--- START Working data ---

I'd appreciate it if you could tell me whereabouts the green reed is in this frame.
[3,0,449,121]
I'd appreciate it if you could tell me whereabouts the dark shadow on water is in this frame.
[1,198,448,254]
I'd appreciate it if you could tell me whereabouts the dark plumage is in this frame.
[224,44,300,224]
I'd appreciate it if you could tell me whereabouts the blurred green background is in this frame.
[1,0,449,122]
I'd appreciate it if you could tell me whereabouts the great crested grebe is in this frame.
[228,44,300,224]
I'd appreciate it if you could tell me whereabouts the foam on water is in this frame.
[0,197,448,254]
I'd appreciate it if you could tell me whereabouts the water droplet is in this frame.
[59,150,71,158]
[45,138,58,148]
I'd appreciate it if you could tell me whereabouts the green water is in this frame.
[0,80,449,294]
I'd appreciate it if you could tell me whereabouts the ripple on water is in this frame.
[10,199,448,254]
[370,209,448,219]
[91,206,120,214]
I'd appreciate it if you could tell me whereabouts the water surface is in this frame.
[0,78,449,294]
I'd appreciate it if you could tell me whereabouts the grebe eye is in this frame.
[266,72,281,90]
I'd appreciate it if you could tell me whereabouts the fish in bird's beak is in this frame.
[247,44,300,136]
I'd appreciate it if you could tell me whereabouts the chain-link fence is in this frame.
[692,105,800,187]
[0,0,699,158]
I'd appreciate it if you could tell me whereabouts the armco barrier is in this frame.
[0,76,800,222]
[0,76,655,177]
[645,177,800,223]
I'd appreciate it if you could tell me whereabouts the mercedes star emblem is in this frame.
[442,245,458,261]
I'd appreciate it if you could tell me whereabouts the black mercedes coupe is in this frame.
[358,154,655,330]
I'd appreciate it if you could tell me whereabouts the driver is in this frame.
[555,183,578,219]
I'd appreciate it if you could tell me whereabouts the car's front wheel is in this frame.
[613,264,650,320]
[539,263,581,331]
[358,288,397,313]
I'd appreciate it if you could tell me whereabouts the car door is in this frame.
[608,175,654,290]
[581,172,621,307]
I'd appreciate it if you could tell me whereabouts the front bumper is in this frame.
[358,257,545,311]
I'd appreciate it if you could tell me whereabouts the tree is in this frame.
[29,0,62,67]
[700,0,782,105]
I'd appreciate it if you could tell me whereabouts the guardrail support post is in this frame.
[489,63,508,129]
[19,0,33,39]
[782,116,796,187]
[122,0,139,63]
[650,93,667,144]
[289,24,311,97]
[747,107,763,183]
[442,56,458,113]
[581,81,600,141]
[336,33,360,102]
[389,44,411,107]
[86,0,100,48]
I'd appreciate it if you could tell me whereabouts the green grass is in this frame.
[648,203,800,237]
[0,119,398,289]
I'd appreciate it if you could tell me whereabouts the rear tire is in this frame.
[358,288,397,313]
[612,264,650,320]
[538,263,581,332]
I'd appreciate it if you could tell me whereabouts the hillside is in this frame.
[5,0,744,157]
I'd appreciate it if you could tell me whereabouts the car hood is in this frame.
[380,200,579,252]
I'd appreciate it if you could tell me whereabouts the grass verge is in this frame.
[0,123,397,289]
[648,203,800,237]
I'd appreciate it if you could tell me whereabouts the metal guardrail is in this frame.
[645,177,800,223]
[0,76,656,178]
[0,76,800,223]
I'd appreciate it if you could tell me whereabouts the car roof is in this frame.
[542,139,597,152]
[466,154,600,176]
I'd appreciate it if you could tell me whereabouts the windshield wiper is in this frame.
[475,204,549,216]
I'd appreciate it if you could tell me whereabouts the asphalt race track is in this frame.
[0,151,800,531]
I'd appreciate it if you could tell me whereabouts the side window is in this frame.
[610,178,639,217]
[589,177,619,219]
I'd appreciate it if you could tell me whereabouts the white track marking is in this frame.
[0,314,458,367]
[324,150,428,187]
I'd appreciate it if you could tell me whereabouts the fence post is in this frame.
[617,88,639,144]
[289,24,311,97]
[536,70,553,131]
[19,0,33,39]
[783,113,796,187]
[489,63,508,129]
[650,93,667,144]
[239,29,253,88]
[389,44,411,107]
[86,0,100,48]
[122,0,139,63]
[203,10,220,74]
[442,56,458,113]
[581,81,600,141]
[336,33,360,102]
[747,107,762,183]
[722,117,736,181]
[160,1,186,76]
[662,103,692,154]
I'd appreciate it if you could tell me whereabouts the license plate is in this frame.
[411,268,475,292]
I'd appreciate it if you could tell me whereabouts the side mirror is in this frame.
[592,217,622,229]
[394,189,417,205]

--- END Working data ---

# [Required work]
Reproduce the full listing above verbatim, every line in its original order.

# [Complete response]
I'd appreciate it if you could tell me whereabouts the green reed is in this frame.
[3,0,449,121]
I'd appreciate it if you could tell me whereabouts the dark shadow on water is in this frame.
[1,198,448,254]
I'd appreciate it if you could tell me whereabouts the dark plumage is in this frame.
[224,44,300,224]
I'd appreciate it if you could tell me whereabouts the blurred green background is in this frame.
[1,0,449,122]
I'd appreciate it if you could tell me whereabouts the great crested grebe is in this frame.
[228,44,300,224]
I'd appreciate it if you could tell me whereabouts the foam on water is in this frame.
[0,197,448,254]
I'd appreciate it if you could tell me whereabouts the water droplet is in this frame.
[59,150,71,158]
[45,138,58,148]
I'd appreciate it if you could tell me whereabouts the green water is in this frame.
[0,80,449,294]
I'd appreciate it if you could tell me whereabouts the ripple on water is in this frame.
[10,199,448,254]
[370,209,448,219]
[91,206,120,214]
I'd appreciate it if you could tell me whereabouts the water surface is in this frame.
[0,78,449,294]
I'd appreciate it if you could tell me whereabouts the grebe eye is in this frame.
[266,72,281,90]
I'd appreciate it if you could tell me whereabouts the fish in bird's beak is in this frame.
[247,44,300,136]
I'd appreciate it if you could tell me whereabouts the chain-link fence is in this frame.
[692,105,800,187]
[0,0,699,158]
I'd appreciate it if you could tell me whereabouts the armco barrier is in this frame.
[0,76,800,222]
[0,76,655,177]
[645,177,800,223]
I'd appreciate it if you could tell me whereabouts the mercedes star emblem is in this frame.
[442,245,458,261]
I'd appreciate it if you could tell me whereabouts the black mercedes coupe is in this frame.
[358,154,655,330]
I'd appreciate it if you could tell me whereabouts the driver is in this frame.
[555,183,578,219]
I'd appreciate it if you could tell me whereabouts the car's front wheel is in this frame.
[613,264,650,320]
[539,263,581,331]
[358,288,397,313]
I'd appreciate it if you could tell me whereabouts the car door is in this frame.
[608,175,654,290]
[581,172,621,307]
I'd appreciate it if you could tell me whereabouts the front bumper is in this frame.
[358,257,545,311]
I'd appreciate it if you could tell me whereabouts the tree is in this frame.
[29,0,62,67]
[700,0,782,105]
I'd appreciate it if you could tell me whereabouts the guardrail support post is in this frame.
[489,63,508,129]
[19,0,33,39]
[782,116,796,187]
[122,0,139,63]
[650,93,667,144]
[289,24,311,97]
[747,107,763,183]
[442,56,458,113]
[581,81,600,141]
[336,33,360,102]
[389,44,411,107]
[86,0,100,48]
I'd appreciate it if you could tell me whereabouts the green grass is in this frame.
[648,203,800,237]
[0,119,398,289]
I'd appreciate it if you could tell me whereabouts the rear tire is in this frame.
[358,288,397,313]
[612,264,650,320]
[538,263,581,332]
I'd appreciate it if you could tell me whereabouts the hillside is in this frame.
[5,0,744,157]
I'd appreciate it if you could tell me whereabouts the car hood is in this frame.
[380,200,579,252]
I'd appreciate it if you could tell me whereabouts the grass verge is in this frame.
[0,123,397,289]
[648,203,800,237]
I'd appreciate it if you could tell me whereabouts the metal guardrail is in this frame.
[645,177,800,223]
[0,76,656,178]
[0,76,800,223]
I'd appreciate it if you could tell me whereabouts the car roof is in this frame.
[542,139,597,152]
[466,154,600,176]
I'd appreciate it if you could tell me whereabouts the windshield wiper is in this frame.
[475,204,549,216]
I'd appreciate it if you could tell me whereabouts the asphalt race track is in this frame.
[0,151,800,531]
I'd appreciate it if you could tell me whereabouts the side window is in this frame.
[610,178,639,217]
[589,177,619,219]
I'd appreciate it if you could tell me whereabouts the white track marking is in this frame.
[0,314,458,367]
[324,150,428,187]
I'd appreciate it if you could tell me whereabouts the fence post is in this frame.
[617,88,639,144]
[289,24,311,97]
[536,70,553,131]
[19,0,33,39]
[783,113,796,187]
[489,63,508,129]
[650,93,667,144]
[239,29,253,88]
[389,44,411,107]
[86,0,100,48]
[122,0,139,63]
[203,10,220,74]
[442,56,458,113]
[581,81,600,141]
[336,33,360,102]
[747,107,762,183]
[722,117,736,181]
[160,1,186,76]
[662,103,692,154]
I'd appreciate it if you could tell me whereabouts the license plate is in this frame.
[411,268,475,292]
I'd appreciate it if you could tell me whereabouts the side mirror is in this frame.
[592,217,622,229]
[394,189,417,205]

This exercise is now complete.